§ **ЦИТИРУЕМЫЙ ОТРЫВОК**:
#####

4. За все, что было высказано в этом письме, я и сегодня отвечаю полностью. Я убежден, что такой откровенный разговор, который ведется в нем с австрийскими товарищами, может быть только полезен и в любой другой аудитории. Суть этого разговора соответствует решениям 20 и 22-го съездов, подтвержденных решениями 23-го съезда и другими партийными документами. Напротив, попытки утаить и даже отрицать историческую правду, провозглашенную с трибун партийных съездов и запечатленную во многих неопровержимых документах и литературных свидетельствах, которые публиковались в течение 15 лет у нас и за рубежом, - могут лишь принести вред престижу партии и советского государства и делу социализма во всем мире.
5. По поводу обвинений, предъявленных мне в связи с письмом о процессе Галанскова, Гинзбурга и др., которые, якобы, используют враги, сообщаю:
а) Мое личное письмо, адресованное в секретариат ЦК, Верховный Совет, Генеральному Прокурору и адвокатам не было нигде опубликовано, ни оглашено по радио. Суть этого письма заключалась не столько в защите осужденных, сколько в критике таких обстоятельств дела, которые позволили использовать его нашим идеологическим противникам.

#####

§ **ИСХОДНЫЕ ДАННЫЕ**:
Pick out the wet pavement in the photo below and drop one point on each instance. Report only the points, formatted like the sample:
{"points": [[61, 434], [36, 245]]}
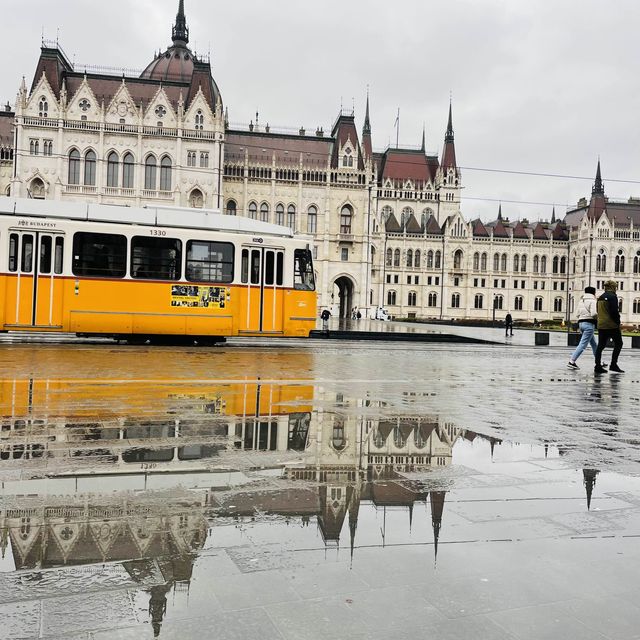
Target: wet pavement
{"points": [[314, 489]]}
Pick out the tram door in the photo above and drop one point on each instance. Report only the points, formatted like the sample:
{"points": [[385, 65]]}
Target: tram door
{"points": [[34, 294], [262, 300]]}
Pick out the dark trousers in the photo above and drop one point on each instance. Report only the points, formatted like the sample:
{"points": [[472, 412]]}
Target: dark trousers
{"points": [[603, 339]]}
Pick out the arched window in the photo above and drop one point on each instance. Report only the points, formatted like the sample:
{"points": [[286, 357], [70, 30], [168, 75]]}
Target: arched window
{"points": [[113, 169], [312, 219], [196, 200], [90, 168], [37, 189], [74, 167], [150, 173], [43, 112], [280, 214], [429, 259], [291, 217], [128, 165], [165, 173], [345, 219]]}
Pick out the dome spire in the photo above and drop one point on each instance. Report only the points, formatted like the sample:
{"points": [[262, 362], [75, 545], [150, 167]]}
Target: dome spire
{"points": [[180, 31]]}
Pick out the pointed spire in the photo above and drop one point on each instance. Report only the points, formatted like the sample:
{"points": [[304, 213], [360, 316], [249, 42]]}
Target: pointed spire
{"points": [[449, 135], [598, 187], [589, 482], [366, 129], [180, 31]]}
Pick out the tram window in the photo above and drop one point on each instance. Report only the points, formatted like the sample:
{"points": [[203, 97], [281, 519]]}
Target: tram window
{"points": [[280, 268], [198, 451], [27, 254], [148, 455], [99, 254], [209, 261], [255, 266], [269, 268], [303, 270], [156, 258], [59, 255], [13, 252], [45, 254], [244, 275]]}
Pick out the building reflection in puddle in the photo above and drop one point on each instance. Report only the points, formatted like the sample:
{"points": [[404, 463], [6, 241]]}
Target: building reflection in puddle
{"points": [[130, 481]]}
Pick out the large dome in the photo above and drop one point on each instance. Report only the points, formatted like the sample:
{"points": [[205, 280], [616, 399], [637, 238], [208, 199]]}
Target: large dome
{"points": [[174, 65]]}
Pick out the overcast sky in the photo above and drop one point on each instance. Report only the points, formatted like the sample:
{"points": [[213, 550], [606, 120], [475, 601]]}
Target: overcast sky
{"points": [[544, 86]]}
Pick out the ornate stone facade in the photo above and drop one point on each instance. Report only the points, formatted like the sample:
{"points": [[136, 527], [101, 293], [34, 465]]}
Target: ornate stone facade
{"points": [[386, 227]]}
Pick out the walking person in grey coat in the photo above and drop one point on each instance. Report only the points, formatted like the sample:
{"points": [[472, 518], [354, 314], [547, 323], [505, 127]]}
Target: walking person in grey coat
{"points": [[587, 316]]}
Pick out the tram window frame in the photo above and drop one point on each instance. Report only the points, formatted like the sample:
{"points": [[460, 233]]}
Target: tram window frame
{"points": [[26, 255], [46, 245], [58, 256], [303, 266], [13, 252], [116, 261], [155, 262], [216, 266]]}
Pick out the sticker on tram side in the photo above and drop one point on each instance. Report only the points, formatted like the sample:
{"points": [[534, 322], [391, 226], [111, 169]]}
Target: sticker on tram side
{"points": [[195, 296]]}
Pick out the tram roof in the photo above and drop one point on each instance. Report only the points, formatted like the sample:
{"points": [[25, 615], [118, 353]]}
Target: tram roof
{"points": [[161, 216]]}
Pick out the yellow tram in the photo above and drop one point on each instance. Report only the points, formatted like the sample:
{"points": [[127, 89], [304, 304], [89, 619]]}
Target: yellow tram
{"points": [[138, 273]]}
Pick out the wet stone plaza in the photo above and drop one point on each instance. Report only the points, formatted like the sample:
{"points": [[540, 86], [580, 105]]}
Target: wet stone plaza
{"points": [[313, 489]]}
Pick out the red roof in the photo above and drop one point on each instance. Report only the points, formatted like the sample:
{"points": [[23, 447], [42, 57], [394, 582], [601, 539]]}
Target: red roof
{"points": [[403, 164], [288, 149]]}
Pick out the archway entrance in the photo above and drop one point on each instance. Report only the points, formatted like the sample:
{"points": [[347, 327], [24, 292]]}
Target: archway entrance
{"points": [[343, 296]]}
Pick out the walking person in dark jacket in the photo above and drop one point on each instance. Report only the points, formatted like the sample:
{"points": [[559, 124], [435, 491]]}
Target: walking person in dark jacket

#####

§ **УСЛОВИЕ ЗАДАНИЯ**: Подхватите изложение в цитируемом отрывке об ответе на партийные обвинения и напишите продолжение, начинающееся сразу после его последнего предложения.

§ **ПИСЬМЕННЫЙ ОТВЕТ**:
б) Я подписал также одно коллективное письмо Генеральному Прокурору, которое не было нигде ни оглашено, ни опубликовано.
6. Все, что я писал, отвечая австрийским товарищам, так же, как все, что я писал и говорил в статьях, книгах, научных работах, публичных выступлениях и письмах, обращенных в партийные и советские инстанции, определяется прежде всего моим сознанием гражданского и партийного долга, моей гражданской и партийной совестью.
Однако, сейчас я подвергаюсь незаслуженной и оскорбительной дискриминации. Так, например, в Институте Истории Искусств из подготовленных к печати коллективных сборников изымаются мои работы, уже обсужденные и утвержденные (например, статья о современных швейцарских драматургах Фрише и Дюренматте). Дирекция Института отказывает мне в отпуске, на котором настаивают врачи, хотя план моей научной работы перевыполнен, а состояние здоровья требует отъезда в санаторий.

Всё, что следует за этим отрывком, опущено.